#### Written exercise:
Gather every line of the material below that contains the word "photo", and copy each one out in full.

#### Listing:
----

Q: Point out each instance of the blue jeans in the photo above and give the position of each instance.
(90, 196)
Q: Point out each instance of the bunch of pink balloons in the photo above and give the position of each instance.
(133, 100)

----

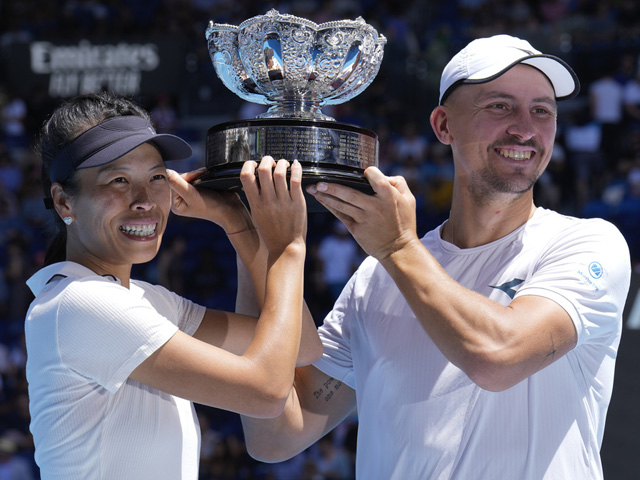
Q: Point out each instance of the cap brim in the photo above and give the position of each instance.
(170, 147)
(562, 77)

----

#### Exercise result:
Q: Point out each instance of the blue jeans in the photo above and give the position of each instance.
Q: Point out each instance of the bunch of pink balloons in the photo above and give the position of each instance.
Q: Point out each instance of the cap brim in the photo above and give the position of each instance.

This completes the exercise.